(Exercise inputs Opens)

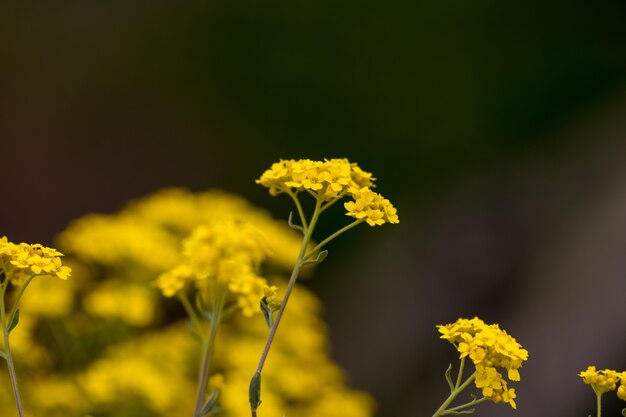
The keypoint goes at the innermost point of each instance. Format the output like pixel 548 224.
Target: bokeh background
pixel 498 130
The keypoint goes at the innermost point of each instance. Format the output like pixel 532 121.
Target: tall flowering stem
pixel 6 354
pixel 208 346
pixel 19 264
pixel 603 381
pixel 327 182
pixel 218 270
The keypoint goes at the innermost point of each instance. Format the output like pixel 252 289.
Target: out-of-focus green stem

(Exercise inputs Closes)

Work required: The full text of the data above, exact and without pictures, is what to return.

Result:
The keypoint goes at the innermost point of each instance. Format the output like pixel 548 224.
Target: bokeh background
pixel 498 130
The keypoint goes at the innermost point of each instance. Format the output like pixel 532 121.
Target: tall flowering stem
pixel 6 354
pixel 208 346
pixel 19 264
pixel 603 381
pixel 327 182
pixel 218 270
The keypoint goes at the innermost point of each instance. Format the output like pixel 252 289.
Target: out-of-focus green stem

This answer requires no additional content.